What the task asks. Reproduce the A2C demo page in full, word for word.

[Start Passage to read]

Advantage Actor-Critic (A2C) Demo

This code demonstrates a minimal implementation of the Advantage Actor-Critic (A2C) algorithm in PyTorch on the CartPole-v1 environment. A2C extends vanilla policy gradient (REINFORCE) by using a learned value function (the critic) as a baseline, which dramatically reduces the variance of the gradient estimates used to update the policy (the actor).

Key ideas illustrated:

  • Separate actor (policy) and critic (value) networks
  • Advantage estimation using the Monte Carlo return minus the critic’s value estimate
  • Simultaneous policy and value function optimization
  • Variance reduction compared to REINFORCE
A2C Implementation
Download
# Partially Adapted from https://towardsdatascience.com/learning-reinforcement-learning-reinforce-with-pytorch-5e8ad7fc7da0

# %%
import numpy as np
import gymnasium as gym
import torch
from torch import nn
import torch.nn.functional as F
import random
from collections import deque
import copy

from tqdm.std import tqdm

device = 'cuda' if torch.cuda.is_available() else 'cpu'
# %%
env = gym.make('CartPole-v1')
render_env = gym.make('CartPole-v1', render_mode='human')
n_state = int(np.prod(env.observation_space.shape))

[End Passage to read]
[Start Data extract]

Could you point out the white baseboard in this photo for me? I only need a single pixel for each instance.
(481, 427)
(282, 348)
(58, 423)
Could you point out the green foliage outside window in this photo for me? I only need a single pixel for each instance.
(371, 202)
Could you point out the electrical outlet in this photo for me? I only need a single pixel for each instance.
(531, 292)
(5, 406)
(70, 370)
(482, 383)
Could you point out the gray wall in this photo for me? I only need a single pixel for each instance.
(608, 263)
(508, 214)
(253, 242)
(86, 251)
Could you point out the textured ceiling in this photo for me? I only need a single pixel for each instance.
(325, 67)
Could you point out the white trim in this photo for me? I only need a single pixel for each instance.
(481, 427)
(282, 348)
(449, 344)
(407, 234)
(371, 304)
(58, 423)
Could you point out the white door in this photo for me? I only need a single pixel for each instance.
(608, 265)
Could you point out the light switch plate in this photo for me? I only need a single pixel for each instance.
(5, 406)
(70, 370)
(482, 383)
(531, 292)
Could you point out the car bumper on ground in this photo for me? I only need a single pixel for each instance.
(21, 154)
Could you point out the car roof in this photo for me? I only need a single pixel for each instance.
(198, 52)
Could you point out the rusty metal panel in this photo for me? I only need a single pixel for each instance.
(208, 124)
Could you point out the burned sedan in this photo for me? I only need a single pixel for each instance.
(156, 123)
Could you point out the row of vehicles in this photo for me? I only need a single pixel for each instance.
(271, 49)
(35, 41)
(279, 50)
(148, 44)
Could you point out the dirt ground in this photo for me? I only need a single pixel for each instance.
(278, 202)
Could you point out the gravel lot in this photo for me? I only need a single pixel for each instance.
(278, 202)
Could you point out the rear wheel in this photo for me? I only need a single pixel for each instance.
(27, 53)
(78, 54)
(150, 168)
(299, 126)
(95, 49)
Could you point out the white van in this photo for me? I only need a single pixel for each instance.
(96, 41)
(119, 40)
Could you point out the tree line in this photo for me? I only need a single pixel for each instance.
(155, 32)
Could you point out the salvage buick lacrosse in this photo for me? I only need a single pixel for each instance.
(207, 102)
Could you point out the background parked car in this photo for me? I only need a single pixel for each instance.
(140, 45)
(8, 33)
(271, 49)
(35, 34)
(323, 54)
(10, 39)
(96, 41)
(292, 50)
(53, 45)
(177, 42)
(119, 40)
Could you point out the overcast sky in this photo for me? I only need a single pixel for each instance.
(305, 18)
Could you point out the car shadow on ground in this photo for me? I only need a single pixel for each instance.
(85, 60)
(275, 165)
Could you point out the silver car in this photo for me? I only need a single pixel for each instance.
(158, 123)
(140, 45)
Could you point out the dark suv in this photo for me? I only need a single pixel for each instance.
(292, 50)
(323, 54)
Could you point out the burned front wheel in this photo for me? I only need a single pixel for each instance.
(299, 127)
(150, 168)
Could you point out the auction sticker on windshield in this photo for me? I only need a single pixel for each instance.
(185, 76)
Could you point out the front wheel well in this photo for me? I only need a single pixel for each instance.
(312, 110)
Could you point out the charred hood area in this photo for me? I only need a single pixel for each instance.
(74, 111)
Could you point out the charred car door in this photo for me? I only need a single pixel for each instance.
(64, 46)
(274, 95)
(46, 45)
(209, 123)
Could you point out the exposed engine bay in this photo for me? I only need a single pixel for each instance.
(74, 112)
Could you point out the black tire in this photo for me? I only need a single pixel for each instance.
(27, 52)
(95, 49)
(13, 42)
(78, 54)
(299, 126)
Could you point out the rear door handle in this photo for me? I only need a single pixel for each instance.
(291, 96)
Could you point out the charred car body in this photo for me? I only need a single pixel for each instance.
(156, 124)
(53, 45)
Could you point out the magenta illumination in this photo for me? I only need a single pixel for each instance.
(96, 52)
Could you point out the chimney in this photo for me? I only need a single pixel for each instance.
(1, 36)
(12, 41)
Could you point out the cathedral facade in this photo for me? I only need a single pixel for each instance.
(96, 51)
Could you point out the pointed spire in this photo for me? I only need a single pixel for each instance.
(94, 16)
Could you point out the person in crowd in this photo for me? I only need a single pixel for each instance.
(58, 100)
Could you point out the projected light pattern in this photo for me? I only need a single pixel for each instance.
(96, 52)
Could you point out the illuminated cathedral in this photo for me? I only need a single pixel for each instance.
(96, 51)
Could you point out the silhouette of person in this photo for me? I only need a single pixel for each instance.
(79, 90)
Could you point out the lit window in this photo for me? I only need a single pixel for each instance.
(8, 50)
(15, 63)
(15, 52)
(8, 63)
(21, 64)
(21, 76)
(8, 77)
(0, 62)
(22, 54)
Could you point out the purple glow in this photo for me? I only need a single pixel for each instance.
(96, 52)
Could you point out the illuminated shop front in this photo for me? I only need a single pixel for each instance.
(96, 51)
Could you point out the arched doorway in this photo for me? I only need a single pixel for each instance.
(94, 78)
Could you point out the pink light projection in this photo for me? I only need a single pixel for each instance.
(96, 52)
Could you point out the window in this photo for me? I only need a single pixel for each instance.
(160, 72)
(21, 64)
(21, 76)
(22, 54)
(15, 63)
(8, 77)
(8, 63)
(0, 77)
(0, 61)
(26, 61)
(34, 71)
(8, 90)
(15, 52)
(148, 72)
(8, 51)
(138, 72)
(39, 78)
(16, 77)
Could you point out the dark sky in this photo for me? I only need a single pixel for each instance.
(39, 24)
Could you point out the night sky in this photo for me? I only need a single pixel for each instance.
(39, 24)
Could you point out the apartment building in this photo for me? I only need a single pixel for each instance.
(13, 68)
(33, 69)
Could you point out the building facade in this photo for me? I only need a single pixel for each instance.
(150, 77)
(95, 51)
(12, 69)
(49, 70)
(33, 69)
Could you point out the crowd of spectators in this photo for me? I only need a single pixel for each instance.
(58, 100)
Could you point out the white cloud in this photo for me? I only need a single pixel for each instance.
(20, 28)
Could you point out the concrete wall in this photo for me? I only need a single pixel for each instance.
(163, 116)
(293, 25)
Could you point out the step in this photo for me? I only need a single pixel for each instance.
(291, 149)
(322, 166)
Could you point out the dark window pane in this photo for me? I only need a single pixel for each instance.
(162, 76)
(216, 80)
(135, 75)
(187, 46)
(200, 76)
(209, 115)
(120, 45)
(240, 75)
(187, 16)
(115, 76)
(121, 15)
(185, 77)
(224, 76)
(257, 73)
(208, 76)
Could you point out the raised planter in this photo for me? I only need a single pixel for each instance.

[End Data extract]

Task output.
Advantage Actor-Critic (A2C) Demo

This code demonstrates a minimal implementation of the Advantage Actor-Critic (A2C) algorithm in PyTorch on the CartPole-v1 environment. A2C extends vanilla policy gradient (REINFORCE) by using a learned value function (the critic) as a baseline, which dramatically reduces the variance of the gradient estimates used to update the policy (the actor).

Key ideas illustrated:

  • Separate actor (policy) and critic (value) networks
  • Advantage estimation using the Monte Carlo return minus the critic’s value estimate
  • Simultaneous policy and value function optimization
  • Variance reduction compared to REINFORCE
A2C Implementation
Download
# Partially Adapted from https://towardsdatascience.com/learning-reinforcement-learning-reinforce-with-pytorch-5e8ad7fc7da0

# %%
import numpy as np
import gymnasium as gym
import torch
from torch import nn
import torch.nn.functional as F
import random
from collections import deque
import copy

from tqdm.std import tqdm

device = 'cuda' if torch.cuda.is_available() else 'cpu'
# %%
env = gym.make('CartPole-v1')
render_env = gym.make('CartPole-v1', render_mode='human')
n_state = int(np.prod(env.observation_space.shape))